Source records
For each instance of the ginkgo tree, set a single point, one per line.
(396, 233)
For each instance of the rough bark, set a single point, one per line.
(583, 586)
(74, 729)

What is asked: Update the rows above by changing every "instance" to "occurrence". Leave everything else unchanged.

Correct result:
For each occurrence of the ginkgo tree, set a single point, one per line.
(396, 233)
For each occurrence of the rough bark, set a single point, one per line.
(583, 586)
(74, 729)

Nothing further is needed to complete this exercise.